**GOAL:** Output, with no changes, the span of lines that opens with the line containing "Mark the cultivated" and closes with the last line.

**Data entries:**
###

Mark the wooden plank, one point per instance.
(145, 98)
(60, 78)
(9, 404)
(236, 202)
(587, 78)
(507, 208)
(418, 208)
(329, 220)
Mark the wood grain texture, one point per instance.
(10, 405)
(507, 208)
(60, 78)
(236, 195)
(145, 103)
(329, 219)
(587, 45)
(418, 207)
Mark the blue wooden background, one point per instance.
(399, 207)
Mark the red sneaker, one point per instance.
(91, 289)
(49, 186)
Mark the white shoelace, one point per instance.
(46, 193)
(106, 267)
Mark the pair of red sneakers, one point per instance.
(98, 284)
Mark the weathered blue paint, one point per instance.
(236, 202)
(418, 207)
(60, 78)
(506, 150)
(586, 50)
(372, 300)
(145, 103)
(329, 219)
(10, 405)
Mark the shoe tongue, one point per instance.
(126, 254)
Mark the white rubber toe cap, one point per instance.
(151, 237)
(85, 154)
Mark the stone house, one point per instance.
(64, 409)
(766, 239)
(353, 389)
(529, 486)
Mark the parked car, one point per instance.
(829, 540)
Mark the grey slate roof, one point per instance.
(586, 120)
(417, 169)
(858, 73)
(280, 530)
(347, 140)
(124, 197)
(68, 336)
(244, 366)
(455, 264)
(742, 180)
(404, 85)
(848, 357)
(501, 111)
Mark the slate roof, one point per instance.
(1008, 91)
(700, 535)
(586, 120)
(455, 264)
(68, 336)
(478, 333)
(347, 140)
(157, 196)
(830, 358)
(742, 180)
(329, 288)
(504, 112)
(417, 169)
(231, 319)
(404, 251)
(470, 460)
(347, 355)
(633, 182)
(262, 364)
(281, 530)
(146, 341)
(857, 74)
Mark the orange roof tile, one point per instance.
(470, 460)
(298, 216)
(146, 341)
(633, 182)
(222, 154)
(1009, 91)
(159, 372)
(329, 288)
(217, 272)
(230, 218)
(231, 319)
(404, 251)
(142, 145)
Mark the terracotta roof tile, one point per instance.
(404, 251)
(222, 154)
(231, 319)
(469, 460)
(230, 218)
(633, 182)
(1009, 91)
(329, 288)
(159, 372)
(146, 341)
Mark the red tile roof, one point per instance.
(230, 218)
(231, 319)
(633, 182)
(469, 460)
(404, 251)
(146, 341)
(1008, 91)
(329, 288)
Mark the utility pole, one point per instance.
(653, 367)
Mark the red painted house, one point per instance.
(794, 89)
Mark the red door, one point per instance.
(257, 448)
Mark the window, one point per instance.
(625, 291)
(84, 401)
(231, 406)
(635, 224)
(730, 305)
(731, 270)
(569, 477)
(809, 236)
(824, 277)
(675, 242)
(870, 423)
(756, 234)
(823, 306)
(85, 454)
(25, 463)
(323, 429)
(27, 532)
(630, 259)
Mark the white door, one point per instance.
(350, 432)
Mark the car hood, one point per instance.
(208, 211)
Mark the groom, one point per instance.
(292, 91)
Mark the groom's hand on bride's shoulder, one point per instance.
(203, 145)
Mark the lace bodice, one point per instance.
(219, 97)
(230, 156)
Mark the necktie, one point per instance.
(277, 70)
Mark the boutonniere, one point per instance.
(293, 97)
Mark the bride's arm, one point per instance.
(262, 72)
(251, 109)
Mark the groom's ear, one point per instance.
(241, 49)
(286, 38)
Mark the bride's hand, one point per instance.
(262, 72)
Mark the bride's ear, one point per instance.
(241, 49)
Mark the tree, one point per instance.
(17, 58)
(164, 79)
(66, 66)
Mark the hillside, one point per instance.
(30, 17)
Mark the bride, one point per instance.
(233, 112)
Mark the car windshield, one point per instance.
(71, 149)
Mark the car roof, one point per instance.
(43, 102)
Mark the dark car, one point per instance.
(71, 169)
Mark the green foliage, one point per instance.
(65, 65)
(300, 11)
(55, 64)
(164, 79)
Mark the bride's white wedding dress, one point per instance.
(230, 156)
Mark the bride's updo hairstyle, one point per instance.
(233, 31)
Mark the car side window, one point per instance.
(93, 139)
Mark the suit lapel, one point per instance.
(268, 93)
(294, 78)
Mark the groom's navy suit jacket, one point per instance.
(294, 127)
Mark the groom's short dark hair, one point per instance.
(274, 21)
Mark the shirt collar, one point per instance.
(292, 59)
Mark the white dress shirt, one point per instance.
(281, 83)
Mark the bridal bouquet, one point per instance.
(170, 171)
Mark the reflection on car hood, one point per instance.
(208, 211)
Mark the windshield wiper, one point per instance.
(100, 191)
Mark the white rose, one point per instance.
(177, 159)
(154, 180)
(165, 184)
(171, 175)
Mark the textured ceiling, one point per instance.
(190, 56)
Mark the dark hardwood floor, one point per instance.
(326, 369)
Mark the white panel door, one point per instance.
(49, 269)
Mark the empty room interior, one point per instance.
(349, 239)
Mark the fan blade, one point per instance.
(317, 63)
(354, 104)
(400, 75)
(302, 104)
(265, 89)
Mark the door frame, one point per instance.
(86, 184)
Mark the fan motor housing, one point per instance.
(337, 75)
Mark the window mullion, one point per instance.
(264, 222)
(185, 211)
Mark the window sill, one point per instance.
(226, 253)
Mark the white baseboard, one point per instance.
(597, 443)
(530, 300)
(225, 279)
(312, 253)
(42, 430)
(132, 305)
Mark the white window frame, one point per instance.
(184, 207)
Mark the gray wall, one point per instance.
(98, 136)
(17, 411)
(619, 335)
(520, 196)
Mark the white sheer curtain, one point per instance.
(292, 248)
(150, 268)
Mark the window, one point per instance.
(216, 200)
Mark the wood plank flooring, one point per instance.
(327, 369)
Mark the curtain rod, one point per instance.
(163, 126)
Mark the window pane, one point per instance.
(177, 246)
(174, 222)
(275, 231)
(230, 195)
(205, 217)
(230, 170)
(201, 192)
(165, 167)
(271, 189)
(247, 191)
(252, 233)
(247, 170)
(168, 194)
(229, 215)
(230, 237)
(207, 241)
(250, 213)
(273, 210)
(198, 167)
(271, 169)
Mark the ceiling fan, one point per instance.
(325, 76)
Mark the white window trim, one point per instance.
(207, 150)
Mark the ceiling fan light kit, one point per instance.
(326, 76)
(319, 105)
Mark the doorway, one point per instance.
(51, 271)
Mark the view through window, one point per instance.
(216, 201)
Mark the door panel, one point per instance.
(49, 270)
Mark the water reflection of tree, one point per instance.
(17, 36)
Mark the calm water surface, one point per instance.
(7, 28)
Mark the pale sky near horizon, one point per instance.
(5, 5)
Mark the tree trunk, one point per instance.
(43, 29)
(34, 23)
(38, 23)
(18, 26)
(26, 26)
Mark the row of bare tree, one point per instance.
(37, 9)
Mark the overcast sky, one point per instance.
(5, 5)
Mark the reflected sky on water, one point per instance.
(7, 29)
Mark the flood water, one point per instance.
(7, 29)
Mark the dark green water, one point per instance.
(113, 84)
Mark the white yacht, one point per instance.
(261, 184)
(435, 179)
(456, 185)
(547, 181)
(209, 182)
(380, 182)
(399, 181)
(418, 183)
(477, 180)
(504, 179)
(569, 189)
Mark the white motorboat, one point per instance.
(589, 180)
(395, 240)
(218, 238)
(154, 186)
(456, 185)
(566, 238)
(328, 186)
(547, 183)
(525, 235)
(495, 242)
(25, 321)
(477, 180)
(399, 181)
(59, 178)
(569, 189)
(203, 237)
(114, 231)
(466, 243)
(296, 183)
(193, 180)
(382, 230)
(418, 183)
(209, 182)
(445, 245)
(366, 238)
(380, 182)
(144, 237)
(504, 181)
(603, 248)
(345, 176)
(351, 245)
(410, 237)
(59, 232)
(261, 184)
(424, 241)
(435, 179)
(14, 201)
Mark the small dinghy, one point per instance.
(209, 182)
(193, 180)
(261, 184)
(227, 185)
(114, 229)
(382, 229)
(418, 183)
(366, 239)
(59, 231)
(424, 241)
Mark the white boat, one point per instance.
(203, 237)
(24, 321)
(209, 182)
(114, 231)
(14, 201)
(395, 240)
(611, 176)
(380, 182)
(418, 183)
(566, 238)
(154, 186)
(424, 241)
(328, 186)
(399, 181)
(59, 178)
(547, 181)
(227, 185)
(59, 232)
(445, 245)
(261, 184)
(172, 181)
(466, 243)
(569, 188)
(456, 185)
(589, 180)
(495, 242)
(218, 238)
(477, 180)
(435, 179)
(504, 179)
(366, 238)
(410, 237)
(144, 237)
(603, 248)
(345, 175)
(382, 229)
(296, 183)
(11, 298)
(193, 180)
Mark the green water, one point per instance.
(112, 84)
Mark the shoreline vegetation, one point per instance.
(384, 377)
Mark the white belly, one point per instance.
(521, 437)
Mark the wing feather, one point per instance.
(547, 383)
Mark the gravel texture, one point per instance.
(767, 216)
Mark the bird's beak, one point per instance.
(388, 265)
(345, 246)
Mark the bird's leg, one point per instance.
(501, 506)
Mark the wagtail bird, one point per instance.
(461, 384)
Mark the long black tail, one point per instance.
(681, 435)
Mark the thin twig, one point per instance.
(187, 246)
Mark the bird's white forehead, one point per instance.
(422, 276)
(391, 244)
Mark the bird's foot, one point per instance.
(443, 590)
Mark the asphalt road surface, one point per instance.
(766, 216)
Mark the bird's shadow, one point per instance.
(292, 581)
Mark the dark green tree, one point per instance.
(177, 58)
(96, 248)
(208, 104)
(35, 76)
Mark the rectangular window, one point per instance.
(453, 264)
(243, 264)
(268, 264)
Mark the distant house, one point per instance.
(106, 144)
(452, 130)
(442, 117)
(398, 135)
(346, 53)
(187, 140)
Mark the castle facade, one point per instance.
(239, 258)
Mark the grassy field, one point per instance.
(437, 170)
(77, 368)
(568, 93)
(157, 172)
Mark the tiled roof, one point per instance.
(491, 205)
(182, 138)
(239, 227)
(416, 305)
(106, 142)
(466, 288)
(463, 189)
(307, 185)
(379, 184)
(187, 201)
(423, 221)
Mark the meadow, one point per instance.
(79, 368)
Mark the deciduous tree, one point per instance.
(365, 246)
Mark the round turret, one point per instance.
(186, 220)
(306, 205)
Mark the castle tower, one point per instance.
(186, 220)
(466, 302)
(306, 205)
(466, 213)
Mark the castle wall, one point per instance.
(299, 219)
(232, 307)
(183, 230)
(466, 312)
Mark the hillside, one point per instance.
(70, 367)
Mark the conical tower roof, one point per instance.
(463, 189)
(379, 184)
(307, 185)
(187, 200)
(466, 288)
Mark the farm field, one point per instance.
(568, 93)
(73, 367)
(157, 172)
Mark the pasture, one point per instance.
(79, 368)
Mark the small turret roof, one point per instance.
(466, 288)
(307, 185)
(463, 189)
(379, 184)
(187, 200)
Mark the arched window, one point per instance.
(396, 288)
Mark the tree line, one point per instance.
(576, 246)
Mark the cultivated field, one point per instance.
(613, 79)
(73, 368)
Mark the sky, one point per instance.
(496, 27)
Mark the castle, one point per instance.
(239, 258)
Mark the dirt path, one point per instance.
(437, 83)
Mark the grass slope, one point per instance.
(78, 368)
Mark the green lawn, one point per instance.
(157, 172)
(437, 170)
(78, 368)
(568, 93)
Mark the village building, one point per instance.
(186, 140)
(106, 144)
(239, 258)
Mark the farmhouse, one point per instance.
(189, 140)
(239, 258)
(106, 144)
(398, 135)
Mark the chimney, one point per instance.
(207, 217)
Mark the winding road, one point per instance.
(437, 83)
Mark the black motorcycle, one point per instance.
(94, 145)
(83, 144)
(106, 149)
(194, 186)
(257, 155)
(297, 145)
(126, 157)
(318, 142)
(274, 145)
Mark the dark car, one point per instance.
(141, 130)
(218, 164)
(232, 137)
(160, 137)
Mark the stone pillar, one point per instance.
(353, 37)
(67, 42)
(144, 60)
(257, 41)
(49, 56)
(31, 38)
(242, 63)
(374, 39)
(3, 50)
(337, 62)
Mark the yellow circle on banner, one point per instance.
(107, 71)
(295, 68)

###

**FINAL ANSWER:**
Mark the cultivated field, one point per instance.
(613, 79)
(73, 368)
Mark the sky, one point per instance.
(496, 27)
Mark the castle, one point per instance.
(239, 258)
Mark the dirt path, one point per instance.
(437, 83)
Mark the grass slope, one point per instance.
(78, 368)
Mark the green lawn, one point per instance.
(157, 172)
(437, 170)
(78, 368)
(568, 93)
Mark the village building, one point per instance.
(186, 140)
(106, 144)
(239, 258)
Mark the farmhouse, one point per instance.
(189, 140)
(239, 258)
(106, 144)
(398, 135)
Mark the chimney, one point per instance.
(207, 217)
Mark the winding road, one point per instance.
(437, 83)
Mark the black motorcycle, one point per instance.
(94, 145)
(83, 144)
(106, 149)
(194, 186)
(257, 155)
(297, 145)
(126, 157)
(318, 142)
(274, 145)
Mark the dark car, one point per instance.
(141, 130)
(218, 164)
(232, 137)
(160, 137)
Mark the stone pillar, one point per instance.
(353, 37)
(67, 42)
(144, 60)
(257, 41)
(49, 56)
(31, 38)
(242, 63)
(374, 39)
(3, 50)
(337, 62)
Mark the yellow circle on banner, one point per instance.
(107, 71)
(295, 68)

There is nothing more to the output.